Objetivo da tarefa: Apresente em forma de lista numerada, sem as linhas em branco, somente as linhas que começam na que contém "The service SHOULD locate every instance of the grass" e seguem até a que contém "[[112, 21]]", incluindo as duas.

Material apresentado:
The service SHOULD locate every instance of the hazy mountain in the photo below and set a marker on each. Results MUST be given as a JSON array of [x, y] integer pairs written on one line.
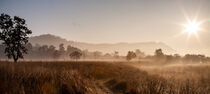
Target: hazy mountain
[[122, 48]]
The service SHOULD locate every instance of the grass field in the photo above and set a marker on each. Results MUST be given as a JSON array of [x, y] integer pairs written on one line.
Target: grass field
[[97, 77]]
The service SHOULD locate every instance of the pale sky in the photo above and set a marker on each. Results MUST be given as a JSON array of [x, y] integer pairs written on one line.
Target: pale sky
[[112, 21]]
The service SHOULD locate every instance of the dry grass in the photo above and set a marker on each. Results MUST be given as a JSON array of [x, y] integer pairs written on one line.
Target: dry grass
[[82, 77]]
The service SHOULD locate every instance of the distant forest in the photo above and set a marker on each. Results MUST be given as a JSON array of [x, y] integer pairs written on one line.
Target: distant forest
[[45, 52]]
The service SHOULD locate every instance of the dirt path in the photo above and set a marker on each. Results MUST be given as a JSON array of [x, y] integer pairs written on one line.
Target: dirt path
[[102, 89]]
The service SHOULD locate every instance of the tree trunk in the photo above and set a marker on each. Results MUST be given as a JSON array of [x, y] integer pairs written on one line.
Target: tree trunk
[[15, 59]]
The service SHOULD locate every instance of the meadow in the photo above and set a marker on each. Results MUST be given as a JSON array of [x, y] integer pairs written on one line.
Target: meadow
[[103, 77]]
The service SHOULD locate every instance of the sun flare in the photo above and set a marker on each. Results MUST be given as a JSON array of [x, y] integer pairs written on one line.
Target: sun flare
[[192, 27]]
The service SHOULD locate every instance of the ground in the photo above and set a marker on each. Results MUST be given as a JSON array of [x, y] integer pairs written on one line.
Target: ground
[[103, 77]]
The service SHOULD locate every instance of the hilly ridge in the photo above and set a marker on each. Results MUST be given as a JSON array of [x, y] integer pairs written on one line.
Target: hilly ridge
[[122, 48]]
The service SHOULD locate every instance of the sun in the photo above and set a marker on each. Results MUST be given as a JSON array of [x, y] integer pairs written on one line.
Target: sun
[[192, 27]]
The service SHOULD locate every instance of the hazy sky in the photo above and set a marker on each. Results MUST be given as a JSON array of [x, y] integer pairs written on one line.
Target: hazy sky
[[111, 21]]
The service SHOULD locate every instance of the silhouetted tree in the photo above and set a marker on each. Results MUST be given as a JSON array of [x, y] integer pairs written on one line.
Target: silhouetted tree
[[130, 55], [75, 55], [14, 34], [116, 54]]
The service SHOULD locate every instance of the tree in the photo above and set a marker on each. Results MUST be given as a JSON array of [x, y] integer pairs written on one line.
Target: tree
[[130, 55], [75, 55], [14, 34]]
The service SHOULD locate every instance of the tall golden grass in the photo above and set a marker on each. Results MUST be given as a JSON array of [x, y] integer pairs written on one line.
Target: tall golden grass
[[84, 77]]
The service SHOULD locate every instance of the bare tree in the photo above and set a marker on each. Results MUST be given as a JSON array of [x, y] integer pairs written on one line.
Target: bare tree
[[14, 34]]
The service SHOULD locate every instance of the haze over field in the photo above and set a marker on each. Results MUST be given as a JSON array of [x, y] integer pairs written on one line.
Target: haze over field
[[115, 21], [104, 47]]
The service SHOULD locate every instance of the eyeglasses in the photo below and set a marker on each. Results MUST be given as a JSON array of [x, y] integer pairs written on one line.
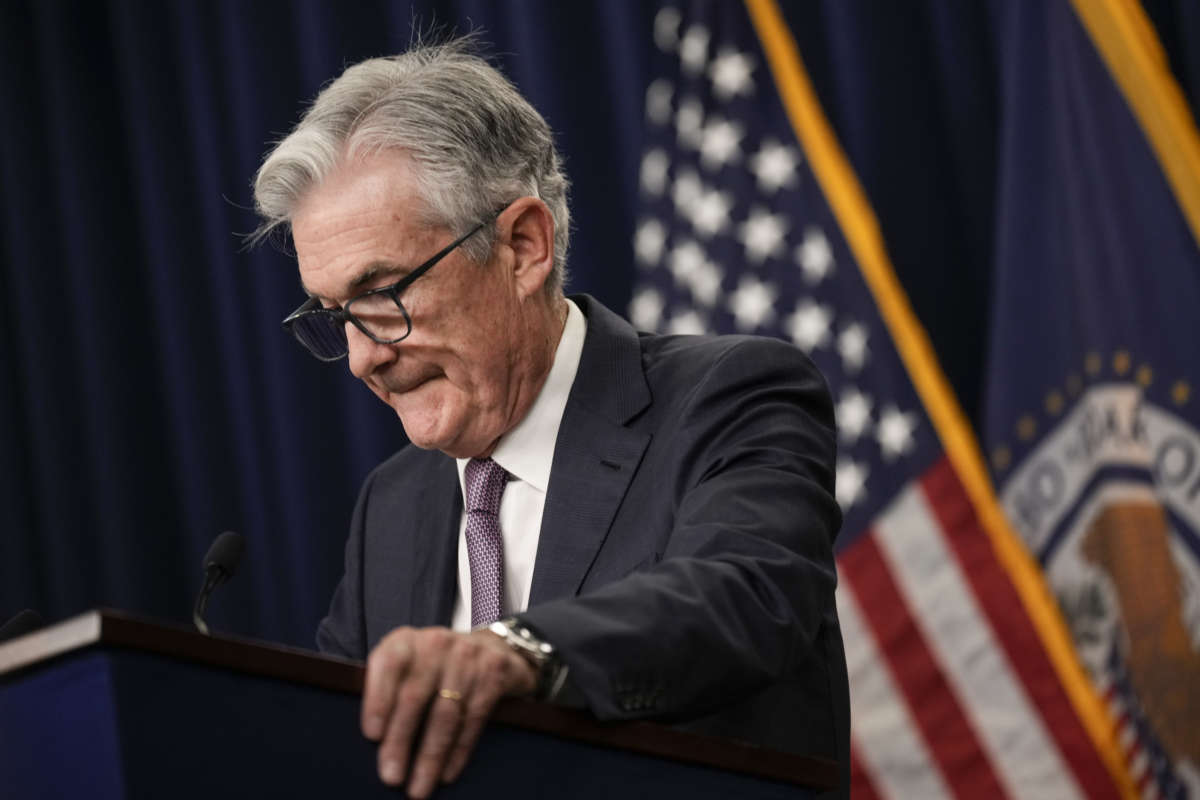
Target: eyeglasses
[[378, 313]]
* * *
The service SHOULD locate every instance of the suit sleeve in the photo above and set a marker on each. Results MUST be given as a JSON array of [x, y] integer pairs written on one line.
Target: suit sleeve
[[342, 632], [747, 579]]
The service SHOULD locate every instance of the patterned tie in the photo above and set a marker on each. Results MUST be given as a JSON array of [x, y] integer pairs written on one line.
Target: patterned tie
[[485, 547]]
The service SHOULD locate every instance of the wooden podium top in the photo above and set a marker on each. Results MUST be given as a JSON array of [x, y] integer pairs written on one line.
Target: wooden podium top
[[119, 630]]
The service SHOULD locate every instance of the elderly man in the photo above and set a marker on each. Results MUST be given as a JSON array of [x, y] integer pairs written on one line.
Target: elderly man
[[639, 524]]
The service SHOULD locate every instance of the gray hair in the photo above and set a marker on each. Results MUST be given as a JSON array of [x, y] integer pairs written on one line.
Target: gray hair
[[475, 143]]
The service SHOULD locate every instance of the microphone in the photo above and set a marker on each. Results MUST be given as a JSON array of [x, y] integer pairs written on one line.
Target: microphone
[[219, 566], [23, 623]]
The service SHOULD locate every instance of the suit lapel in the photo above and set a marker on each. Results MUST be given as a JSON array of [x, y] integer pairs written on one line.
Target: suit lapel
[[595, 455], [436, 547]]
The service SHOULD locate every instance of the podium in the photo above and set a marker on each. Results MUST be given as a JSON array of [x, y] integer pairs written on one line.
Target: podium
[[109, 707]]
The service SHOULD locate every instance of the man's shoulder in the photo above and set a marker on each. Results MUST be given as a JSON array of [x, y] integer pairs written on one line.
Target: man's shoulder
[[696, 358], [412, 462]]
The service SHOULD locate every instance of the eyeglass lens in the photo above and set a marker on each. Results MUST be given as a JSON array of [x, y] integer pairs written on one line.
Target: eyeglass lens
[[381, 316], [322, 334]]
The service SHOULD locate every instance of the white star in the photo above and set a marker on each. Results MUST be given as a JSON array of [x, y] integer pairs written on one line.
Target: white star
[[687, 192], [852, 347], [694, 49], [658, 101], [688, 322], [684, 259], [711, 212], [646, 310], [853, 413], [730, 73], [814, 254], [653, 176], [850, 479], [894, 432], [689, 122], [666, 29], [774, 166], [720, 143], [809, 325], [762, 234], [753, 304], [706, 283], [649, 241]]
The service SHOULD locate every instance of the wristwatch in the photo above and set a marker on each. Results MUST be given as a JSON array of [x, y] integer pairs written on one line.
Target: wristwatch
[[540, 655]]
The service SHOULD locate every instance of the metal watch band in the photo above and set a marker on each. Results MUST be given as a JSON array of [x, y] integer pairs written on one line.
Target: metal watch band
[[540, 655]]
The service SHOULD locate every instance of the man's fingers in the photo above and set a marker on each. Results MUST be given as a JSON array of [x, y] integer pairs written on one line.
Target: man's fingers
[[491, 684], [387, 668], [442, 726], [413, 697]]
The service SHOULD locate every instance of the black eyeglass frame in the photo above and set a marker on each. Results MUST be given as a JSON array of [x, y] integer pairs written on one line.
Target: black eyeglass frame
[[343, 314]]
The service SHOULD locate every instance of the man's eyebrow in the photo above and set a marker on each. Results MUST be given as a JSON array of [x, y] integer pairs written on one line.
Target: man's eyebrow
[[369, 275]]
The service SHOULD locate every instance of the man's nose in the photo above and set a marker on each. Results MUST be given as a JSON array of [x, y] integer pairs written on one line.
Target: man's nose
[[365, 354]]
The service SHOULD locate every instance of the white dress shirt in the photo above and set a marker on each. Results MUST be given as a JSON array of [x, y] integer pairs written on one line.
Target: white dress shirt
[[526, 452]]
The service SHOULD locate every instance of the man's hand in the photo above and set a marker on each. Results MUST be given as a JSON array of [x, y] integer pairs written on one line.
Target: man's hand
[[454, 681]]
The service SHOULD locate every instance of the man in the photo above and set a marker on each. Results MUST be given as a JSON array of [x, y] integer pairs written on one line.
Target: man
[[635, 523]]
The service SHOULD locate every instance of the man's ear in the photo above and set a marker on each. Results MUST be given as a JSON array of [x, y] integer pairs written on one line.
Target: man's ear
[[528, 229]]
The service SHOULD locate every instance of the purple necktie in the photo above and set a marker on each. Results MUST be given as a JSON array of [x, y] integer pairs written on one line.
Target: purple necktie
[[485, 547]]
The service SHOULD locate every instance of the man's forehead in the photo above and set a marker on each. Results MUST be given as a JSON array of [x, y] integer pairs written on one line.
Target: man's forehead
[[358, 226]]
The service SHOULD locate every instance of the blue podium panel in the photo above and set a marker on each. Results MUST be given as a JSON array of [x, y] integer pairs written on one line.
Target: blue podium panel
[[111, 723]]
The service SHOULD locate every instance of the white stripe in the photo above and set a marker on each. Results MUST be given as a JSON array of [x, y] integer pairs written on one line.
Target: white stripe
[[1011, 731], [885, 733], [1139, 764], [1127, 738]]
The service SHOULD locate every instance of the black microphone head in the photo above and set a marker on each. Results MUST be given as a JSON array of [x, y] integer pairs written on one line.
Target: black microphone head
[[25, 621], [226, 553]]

Resposta do exercício:
1. The service SHOULD locate every instance of the grass field in the photo above and set a marker on each. Results MUST be given as a JSON array of [x, y] integer pairs written on one line.
2. Target: grass field
3. [[97, 77]]
4. The service SHOULD locate every instance of the pale sky in the photo above and set a marker on each. Results MUST be given as a JSON array of [x, y] integer pairs written on one line.
5. Target: pale sky
6. [[112, 21]]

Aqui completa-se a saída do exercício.